> _Task requirements_
1/ Transcribe a passage from the diesel truck forum thread below, beginning at the words "I'm kinda partial" and stopping after the words "(Oct 13, 2015)".
2/ Write the next part of the diesel truck forum thread below, picking up right after its final line.

-------- Document segment

The smell of modern AC systems will mask the diesel smell.


----------



## JimDawson (Oct 12, 2015)

I'm kinda partial to the Dodge/Cummins combo.  Been driving them for 20 years, I would not go back to gas.  I have two 3/4 ton right now, and am thinking about a 2016 1 ton, single wheel, 400 HP.  My son just bought one, nice trucks.  I love the Cummins engines, minimal repairs, but expensive to fix if they do break.  The Jeep engine is a bit small, and may be de-tuned to meet pollution standards.  I'll bet a little chip work could fix a lot of the sluggishness.


----------



## cvairwerks (Oct 13, 2015)

----------------
-------- Dataset extract

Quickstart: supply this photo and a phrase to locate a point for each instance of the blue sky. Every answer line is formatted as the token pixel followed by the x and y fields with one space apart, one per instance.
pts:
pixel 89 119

----------------

> _Task-by-task answers_
1/
I'm kinda partial to the Dodge/Cummins combo.  Been driving them for 20 years, I would not go back to gas.  I have two 3/4 ton right now, and am thinking about a 2016 1 ton, single wheel, 400 HP.  My son just bought one, nice trucks.  I love the Cummins engines, minimal repairs, but expensive to fix if they do break.  The Jeep engine is a bit small, and may be de-tuned to meet pollution standards.  I'll bet a little chip work could fix a lot of the sluggishness.


----------



## cvairwerks (Oct 13, 2015)

2/
I drive a 2001 TDI Bug. No comparison in costs for the miles I drive. I average between 750 and 1000 miles a week. 15 gallons of diesel gets me 700+ miles down the road. Oil changes are every 10K miles, with a filer and oil costing me about 40$. The truck or the Audi get about 20 mpg and take between 3 and 5 tanks to do the same mileage. Oil changes on the Audi run 95$ for the oil and filter, with a 10K interval, while the truck runs about 45$ and a 5K interval. The only place the truck out does the bug on maintenance, is timing systems.  Quality set of parts to do the timing belt on the bug runs about 400$, while the truck is about 200$. As for the VW diesel, only the starter and alternator are diesel specific, and cost less than 15% more. The TDI's get a clutched alternator and a heavier starter. 
Even tho I have had some problems with my bug, it has been way less of a maintenance hog than the truck., and the truck only has about 60K more miles on it. We are currently looking to shed the gasser truck and move over into a diesel.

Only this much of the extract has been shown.